Raw entries
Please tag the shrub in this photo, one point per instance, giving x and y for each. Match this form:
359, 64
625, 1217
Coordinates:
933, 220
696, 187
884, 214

WRITTEN INSTRUCTION: Copy every entry above word for word, keeping each line unchanged.

ANSWER FOR THE TASK:
Please tag the shrub in this photo, one point per instance, giving x and y for each. Match this form:
359, 64
625, 1217
Coordinates:
933, 220
696, 187
884, 214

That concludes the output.